What the exercise asks: The answer must reproduce all of the data below exactly and contain no images.

[Items listed in a dataset]
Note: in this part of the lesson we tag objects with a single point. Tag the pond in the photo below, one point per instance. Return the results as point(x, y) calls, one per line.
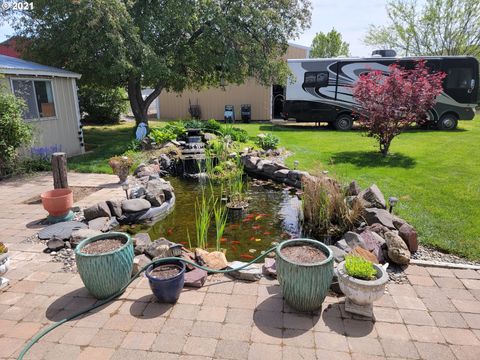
point(272, 216)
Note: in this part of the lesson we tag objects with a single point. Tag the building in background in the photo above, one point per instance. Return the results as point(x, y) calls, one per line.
point(265, 101)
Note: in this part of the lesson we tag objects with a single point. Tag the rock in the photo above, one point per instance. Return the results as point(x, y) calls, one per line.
point(98, 210)
point(115, 207)
point(353, 189)
point(374, 243)
point(409, 235)
point(55, 244)
point(252, 272)
point(135, 205)
point(162, 248)
point(195, 278)
point(383, 217)
point(82, 234)
point(215, 260)
point(100, 224)
point(281, 174)
point(397, 250)
point(338, 254)
point(62, 230)
point(342, 244)
point(353, 240)
point(367, 255)
point(140, 242)
point(270, 267)
point(139, 262)
point(372, 197)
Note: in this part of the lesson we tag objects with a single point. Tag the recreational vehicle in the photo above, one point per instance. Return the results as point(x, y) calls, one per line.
point(321, 90)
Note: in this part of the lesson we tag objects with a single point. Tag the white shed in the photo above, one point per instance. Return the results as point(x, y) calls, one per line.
point(52, 103)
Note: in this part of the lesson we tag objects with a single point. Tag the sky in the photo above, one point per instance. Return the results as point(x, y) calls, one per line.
point(350, 17)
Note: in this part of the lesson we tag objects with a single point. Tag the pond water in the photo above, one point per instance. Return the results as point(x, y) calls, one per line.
point(272, 216)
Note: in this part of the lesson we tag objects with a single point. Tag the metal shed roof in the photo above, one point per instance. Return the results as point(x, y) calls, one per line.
point(14, 66)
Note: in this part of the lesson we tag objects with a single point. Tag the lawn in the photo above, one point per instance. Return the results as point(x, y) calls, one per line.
point(436, 175)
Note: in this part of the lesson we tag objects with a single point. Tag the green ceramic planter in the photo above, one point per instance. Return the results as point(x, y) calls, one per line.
point(304, 286)
point(105, 274)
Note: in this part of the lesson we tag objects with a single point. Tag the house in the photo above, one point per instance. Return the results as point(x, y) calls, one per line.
point(265, 101)
point(51, 101)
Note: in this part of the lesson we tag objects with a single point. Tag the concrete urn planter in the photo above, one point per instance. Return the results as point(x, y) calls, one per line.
point(360, 294)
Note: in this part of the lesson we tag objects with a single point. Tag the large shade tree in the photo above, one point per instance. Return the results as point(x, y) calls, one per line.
point(430, 27)
point(166, 45)
point(330, 44)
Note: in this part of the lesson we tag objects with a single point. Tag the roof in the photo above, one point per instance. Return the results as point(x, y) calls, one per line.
point(14, 66)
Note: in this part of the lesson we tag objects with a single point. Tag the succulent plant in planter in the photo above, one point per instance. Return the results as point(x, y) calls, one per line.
point(362, 282)
point(121, 166)
point(4, 264)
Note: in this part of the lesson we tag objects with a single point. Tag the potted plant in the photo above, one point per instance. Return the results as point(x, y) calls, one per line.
point(105, 263)
point(4, 264)
point(121, 166)
point(305, 272)
point(166, 280)
point(362, 282)
point(58, 203)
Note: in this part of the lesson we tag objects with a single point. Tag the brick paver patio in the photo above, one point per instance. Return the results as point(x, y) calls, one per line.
point(436, 316)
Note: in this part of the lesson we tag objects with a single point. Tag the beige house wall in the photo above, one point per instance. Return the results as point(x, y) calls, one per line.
point(212, 101)
point(62, 129)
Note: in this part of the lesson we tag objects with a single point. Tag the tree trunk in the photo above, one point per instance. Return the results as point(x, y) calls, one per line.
point(137, 103)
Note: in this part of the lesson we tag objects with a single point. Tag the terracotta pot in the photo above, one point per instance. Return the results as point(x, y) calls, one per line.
point(57, 202)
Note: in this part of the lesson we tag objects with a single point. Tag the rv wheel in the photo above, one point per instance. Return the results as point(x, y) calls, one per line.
point(343, 122)
point(447, 122)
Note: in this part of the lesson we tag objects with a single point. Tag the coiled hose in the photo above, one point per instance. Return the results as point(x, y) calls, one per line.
point(49, 328)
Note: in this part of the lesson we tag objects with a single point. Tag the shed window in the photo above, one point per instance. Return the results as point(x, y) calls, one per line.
point(38, 96)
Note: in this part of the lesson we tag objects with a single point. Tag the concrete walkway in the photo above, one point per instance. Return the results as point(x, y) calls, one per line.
point(436, 316)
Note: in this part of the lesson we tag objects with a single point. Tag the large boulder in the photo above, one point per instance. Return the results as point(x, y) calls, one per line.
point(380, 216)
point(353, 240)
point(98, 210)
point(82, 234)
point(372, 197)
point(397, 249)
point(409, 235)
point(135, 205)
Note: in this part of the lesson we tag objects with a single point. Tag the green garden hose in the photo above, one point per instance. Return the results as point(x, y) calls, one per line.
point(49, 328)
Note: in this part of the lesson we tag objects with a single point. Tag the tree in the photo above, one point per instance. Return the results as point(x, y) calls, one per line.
point(166, 45)
point(328, 45)
point(389, 103)
point(439, 27)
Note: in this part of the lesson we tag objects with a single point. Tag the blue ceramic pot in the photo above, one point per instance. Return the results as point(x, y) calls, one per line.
point(167, 290)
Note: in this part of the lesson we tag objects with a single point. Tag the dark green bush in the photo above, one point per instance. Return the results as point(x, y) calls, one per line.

Solution for this exercise:
Note: in this part of the lesson we tag objects with a single point. Tag the pond in the photo below, one point per instance. Return the results as point(x, y) calls, one per line.
point(272, 216)
Note: in this part of the lesson we tag objects with a single point. Tag the building in background in the photo above, one point per instance. Return the results as point(x, y) calls, one per line.
point(265, 101)
Note: in this part of the lesson we tag objects with a single point. Tag the rock in the photo above, one point per instance. Return the results as point(x, y) calls, one per line.
point(98, 210)
point(115, 207)
point(353, 189)
point(374, 243)
point(409, 235)
point(55, 244)
point(252, 272)
point(135, 205)
point(162, 248)
point(195, 278)
point(383, 217)
point(82, 234)
point(215, 260)
point(100, 224)
point(281, 174)
point(397, 250)
point(338, 254)
point(62, 230)
point(342, 244)
point(353, 240)
point(367, 255)
point(140, 242)
point(270, 267)
point(139, 262)
point(372, 197)
Note: in this part of the lesson we tag objects with a single point. Tag the recreational vehicle in the photo above, one point per instance. Return the results as point(x, y) calls, one per line.
point(321, 90)
Note: in this part of the lesson we tag objects with a single point. Tag the white shed in the photo above, one point per instance. Return the results as point(x, y) calls, one per line.
point(52, 103)
Note: in this part of the lesson we tag objects with a single point. Tag the sky in the photo above, one point per instance. Return the results as point(x, y) calls, one per line.
point(350, 17)
Note: in this part of the lesson we tag objects with a single point. Tag the pond water in the photo above, one point per instance. Return the results as point(x, y) calls, one per line.
point(272, 216)
Note: in this part of the lesson we tag objects with a single point. Tag the metal shed roof in the photo above, one point per instance. Return the results as point(x, y) calls, one per line.
point(14, 66)
Note: in this part of the lesson we tag objects with a single point. Tag the lawn in the photo above, one point per instance. Return the results as point(x, y) calls, one per line.
point(436, 175)
Note: in this part of the lesson we tag objects with a single point. Tag the green ceramic planter in the photo above, one point per instance. Return the results as point(x, y) calls, one per line.
point(304, 286)
point(105, 274)
Note: in this part of the lesson we tag objects with a single point. Tag the house in the photo above, one point per instance. Return the results as point(x, y) calls, one per line.
point(265, 101)
point(51, 101)
Note: in this part of the lesson we tag objects with a single point. Tag the concrete urn planter in the photo above, one point per instance. Return the results as point(x, y) calls, one per line.
point(360, 294)
Note: in this part of the lesson we tag objects with a single point. Tag the large shade tree in the photo above, one point per instance. Return the results as point(x, y) calls, one per line.
point(430, 27)
point(166, 45)
point(330, 44)
Note: in this part of the lesson we tag objects with a single point. Tag the roof in the photo above, one point per instance. Return the results as point(x, y) calls, one per line.
point(14, 66)
Note: in this part of the lesson we tag objects with a single point. Tag the succulent plant in planter in the photo above, one point per instance. Return the results as point(x, y) calls, one per line.
point(362, 282)
point(121, 166)
point(4, 264)
Note: in this part of the lesson we tag objects with a single point. Tag the potted plant in the photo above, one point per instance. Return the results as point(x, y) calls, one per line.
point(105, 263)
point(4, 264)
point(121, 166)
point(305, 272)
point(166, 280)
point(362, 282)
point(58, 203)
Note: in this part of the lesson we tag objects with a single point. Tag the brick paver patio in the photo above, one point per instance. Return the results as point(x, y) calls, one per line.
point(436, 316)
Note: in this part of the lesson we tag objects with a single point. Tag the beige house wall in the photo above, one point per instance. Return the results as point(x, y) calls, one per line.
point(212, 101)
point(62, 129)
Note: in this part of the lesson we tag objects with a single point. Tag the tree trunk in the photo above, one point per instance. Return the results as point(x, y) calls, one per line.
point(137, 103)
Note: in this part of the lesson we tag objects with a single point. Tag the terracotta pot in the photo above, one point per instance. Return the results as point(x, y) calls, one per line.
point(57, 202)
Note: in this part of the lesson we tag objects with a single point. Tag the rv wheel in the photo above, one point per instance. Return the results as point(x, y) calls, one per line.
point(343, 122)
point(447, 122)
Note: in this part of the lesson we tag objects with a single point. Tag the coiled hose in the photo above, one point per instance. Return the results as point(x, y) calls, one per line.
point(49, 328)
Note: in this part of the lesson we tag objects with a single point. Tag the shed window in the photo above, one point per instance. Return the results as point(x, y) calls, one per line.
point(38, 96)
Note: in this part of the lesson we tag objects with a single point. Tag the concrete walkway in the photo above, one point per instance. Return the results as point(x, y) calls, one per line.
point(436, 316)
Note: in this part of the lesson we tag objects with a single point. Tag the large boulder in the photo above, one point per instance. Return the results as point(x, y) calls, one per line.
point(380, 216)
point(353, 240)
point(98, 210)
point(82, 234)
point(372, 197)
point(397, 249)
point(409, 235)
point(135, 205)
Note: in this part of the lesson we tag objects with a single point. Tag the green garden hose in the photo above, one point per instance. Return the results as point(x, y) calls, one per line.
point(49, 328)
Note: in this part of the lesson we tag objects with a single point. Tag the tree in the photo above, one point per instance. Return the results as point(x, y) calls, one per line.
point(166, 45)
point(328, 45)
point(389, 103)
point(439, 27)
Note: in this part of the lesson we tag objects with a single point. Tag the blue ceramic pot in the photo above, one point per instance. Return the results as point(x, y) calls, one per line.
point(167, 290)
Note: in this part of the lesson we tag objects with a single point. Tag the dark green bush in the photo above, one point per instance. Return the results as point(x, y) calls, one per line.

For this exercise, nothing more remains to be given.